• _Do this_
Give every line of the data from the line containing "Practice step: put one dot on the crab in" through the final line, inclusive, as a JSON list of strings with one string per line and blank lines left out.

• _Data lines_
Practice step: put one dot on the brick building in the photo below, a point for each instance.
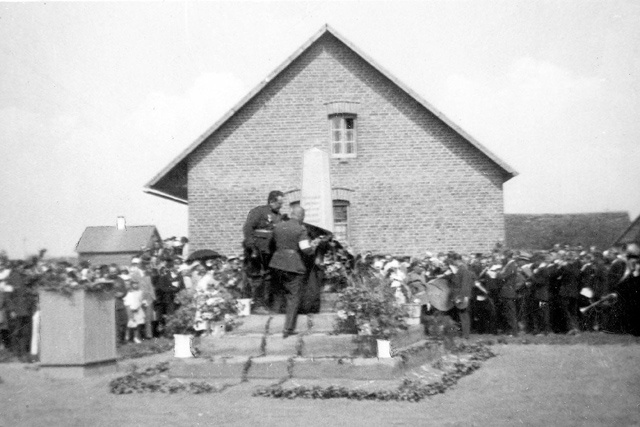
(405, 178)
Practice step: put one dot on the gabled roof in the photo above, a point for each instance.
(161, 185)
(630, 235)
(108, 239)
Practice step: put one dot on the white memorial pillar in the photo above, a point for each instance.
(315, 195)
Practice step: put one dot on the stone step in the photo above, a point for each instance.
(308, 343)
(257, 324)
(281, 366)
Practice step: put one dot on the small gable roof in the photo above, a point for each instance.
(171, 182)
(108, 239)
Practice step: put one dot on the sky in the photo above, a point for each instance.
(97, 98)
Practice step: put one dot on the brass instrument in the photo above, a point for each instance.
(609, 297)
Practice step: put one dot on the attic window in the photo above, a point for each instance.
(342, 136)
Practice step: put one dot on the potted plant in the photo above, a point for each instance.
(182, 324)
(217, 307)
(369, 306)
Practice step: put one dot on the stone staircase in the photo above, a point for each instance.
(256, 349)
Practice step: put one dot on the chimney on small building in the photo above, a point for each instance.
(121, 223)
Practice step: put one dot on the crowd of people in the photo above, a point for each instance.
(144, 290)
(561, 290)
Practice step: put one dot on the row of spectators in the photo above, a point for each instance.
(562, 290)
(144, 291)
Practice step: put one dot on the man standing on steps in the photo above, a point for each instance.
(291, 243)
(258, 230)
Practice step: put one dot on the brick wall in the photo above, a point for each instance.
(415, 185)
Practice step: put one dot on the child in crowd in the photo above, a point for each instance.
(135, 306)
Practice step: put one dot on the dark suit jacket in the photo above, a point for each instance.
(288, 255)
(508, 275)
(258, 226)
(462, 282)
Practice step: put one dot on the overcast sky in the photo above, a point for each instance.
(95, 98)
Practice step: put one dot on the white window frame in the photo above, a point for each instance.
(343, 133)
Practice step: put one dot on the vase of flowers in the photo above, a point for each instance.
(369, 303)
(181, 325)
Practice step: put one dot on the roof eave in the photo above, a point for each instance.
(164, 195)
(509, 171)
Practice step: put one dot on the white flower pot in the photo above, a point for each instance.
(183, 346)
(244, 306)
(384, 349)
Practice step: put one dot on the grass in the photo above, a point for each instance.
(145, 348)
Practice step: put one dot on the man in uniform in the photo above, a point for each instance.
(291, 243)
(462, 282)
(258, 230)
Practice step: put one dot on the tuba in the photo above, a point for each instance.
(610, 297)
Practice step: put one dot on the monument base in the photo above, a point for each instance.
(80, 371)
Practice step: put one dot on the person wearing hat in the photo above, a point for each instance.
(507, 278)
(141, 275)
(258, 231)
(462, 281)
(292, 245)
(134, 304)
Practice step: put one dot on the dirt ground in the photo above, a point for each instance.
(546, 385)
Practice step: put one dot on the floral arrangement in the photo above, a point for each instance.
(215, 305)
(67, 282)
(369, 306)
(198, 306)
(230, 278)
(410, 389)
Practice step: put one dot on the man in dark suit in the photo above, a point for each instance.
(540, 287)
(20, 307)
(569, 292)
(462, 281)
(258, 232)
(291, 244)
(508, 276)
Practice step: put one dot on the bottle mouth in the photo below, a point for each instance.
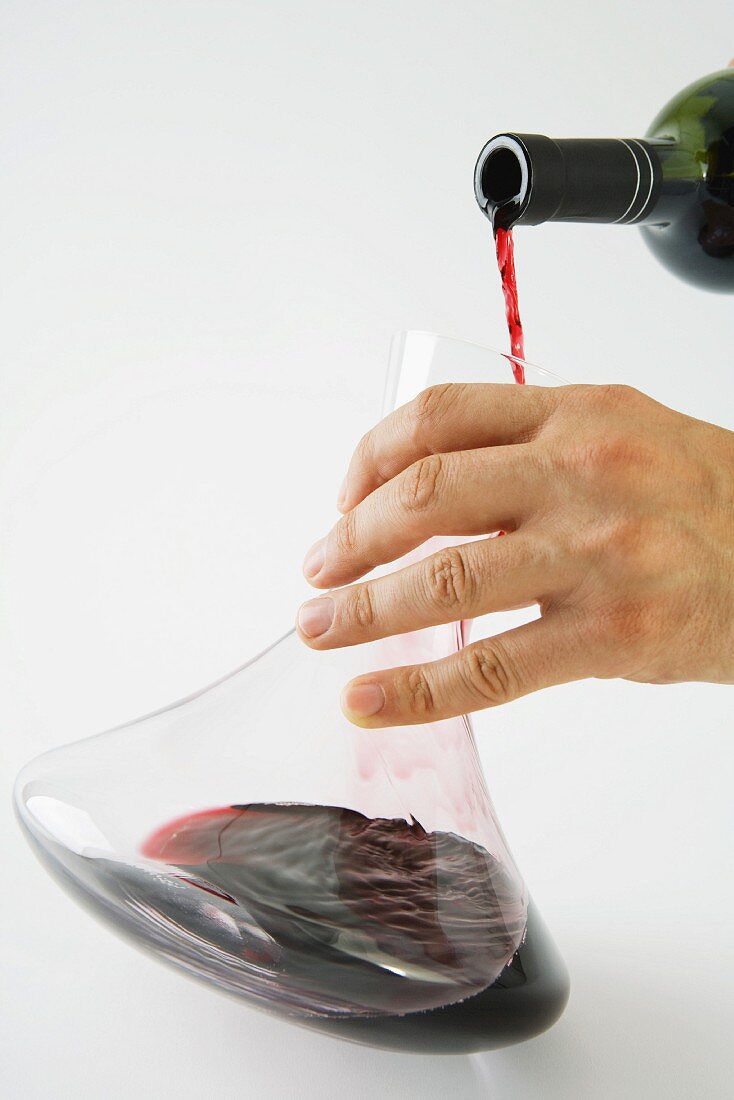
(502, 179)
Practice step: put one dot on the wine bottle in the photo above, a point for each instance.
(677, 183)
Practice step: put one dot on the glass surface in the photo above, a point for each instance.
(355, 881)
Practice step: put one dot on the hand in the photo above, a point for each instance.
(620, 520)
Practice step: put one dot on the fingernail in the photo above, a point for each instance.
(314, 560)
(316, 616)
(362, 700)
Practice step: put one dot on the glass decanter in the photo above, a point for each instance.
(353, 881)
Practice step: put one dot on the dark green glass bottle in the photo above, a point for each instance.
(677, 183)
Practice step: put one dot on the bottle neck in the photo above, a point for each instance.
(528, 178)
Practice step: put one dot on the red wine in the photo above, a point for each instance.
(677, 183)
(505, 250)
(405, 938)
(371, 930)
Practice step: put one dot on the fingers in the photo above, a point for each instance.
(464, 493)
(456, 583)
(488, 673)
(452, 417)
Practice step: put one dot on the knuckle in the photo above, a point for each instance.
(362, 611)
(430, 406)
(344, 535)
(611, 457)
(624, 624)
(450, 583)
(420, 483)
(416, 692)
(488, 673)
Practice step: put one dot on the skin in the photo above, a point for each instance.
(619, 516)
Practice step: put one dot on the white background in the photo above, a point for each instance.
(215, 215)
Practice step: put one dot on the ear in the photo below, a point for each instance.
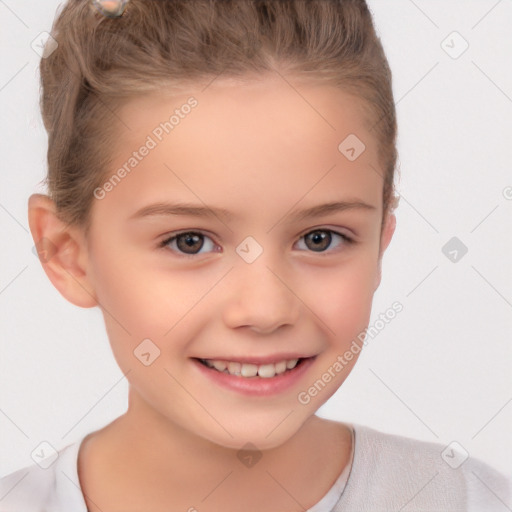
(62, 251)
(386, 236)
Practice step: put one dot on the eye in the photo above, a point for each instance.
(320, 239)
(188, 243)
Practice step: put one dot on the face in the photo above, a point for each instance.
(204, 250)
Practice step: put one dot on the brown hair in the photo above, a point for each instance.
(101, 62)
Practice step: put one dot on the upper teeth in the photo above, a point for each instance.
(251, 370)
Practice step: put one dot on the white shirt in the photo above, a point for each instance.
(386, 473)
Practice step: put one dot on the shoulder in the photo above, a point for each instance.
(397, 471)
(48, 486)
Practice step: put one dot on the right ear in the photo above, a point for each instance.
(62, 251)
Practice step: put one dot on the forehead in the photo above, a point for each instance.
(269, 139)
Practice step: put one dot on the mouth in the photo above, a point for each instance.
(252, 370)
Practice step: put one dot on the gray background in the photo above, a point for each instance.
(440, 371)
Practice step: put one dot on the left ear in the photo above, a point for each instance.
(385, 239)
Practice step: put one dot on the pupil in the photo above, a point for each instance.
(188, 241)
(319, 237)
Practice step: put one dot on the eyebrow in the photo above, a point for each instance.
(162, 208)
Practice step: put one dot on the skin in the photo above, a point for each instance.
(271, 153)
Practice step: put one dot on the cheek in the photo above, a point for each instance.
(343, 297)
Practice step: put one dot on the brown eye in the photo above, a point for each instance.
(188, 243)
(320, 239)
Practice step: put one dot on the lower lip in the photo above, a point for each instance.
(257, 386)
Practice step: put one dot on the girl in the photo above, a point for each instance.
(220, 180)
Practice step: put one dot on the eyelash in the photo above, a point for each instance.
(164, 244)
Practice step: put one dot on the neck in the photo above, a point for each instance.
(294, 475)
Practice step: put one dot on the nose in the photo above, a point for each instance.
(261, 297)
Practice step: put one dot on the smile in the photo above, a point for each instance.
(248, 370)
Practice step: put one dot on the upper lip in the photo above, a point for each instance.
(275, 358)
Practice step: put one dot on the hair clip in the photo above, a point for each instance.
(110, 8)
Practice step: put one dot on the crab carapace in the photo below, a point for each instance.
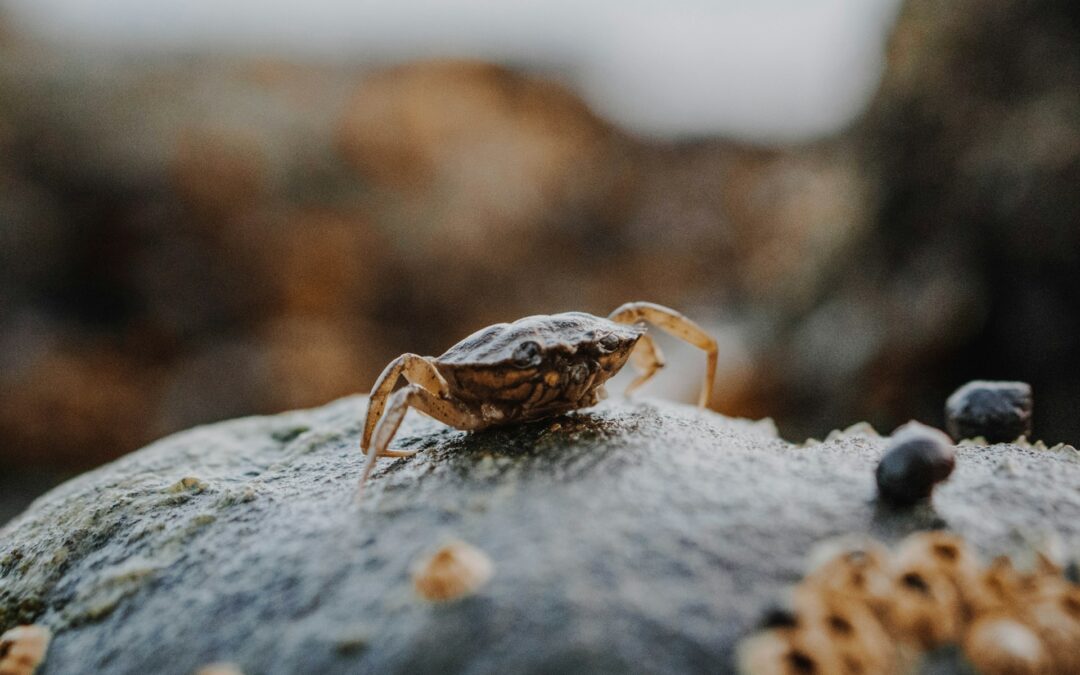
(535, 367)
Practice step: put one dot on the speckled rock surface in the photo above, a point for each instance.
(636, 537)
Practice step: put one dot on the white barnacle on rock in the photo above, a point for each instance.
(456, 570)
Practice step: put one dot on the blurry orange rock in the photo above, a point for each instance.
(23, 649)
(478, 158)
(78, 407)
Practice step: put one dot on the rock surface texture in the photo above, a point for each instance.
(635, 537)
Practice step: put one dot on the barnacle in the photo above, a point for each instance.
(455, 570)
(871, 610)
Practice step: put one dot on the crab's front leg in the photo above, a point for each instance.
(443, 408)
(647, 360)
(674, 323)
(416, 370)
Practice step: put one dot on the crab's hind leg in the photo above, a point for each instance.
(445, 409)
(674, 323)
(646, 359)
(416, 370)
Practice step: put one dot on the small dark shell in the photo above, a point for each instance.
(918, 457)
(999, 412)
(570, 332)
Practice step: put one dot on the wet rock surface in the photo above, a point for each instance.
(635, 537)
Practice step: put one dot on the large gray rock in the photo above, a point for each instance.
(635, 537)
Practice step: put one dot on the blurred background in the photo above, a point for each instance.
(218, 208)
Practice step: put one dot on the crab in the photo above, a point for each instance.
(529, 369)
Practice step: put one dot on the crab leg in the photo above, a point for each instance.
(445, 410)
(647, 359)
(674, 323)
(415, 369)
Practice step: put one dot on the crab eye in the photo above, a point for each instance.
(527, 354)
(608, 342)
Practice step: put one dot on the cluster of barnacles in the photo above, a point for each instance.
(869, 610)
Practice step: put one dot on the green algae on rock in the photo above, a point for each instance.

• _Complete answer_
[
  "Practice step: put one dot on the crab in the photo above, a point for each instance.",
  "(529, 369)",
  "Practice step: put one dot on the crab leg in the photo above, a point for each instance.",
  "(445, 410)",
  "(647, 359)",
  "(674, 323)",
  "(415, 369)",
  "Practice step: put one dot on the crab eye in the photo above, a point for each instance.",
  "(527, 354)",
  "(608, 342)",
  "Practice step: put one dot on the cluster of barnacles in the photo above, a point for each instance.",
  "(869, 610)",
  "Practice step: put one dot on the green algae on rock in the photo above, a point for each instance."
]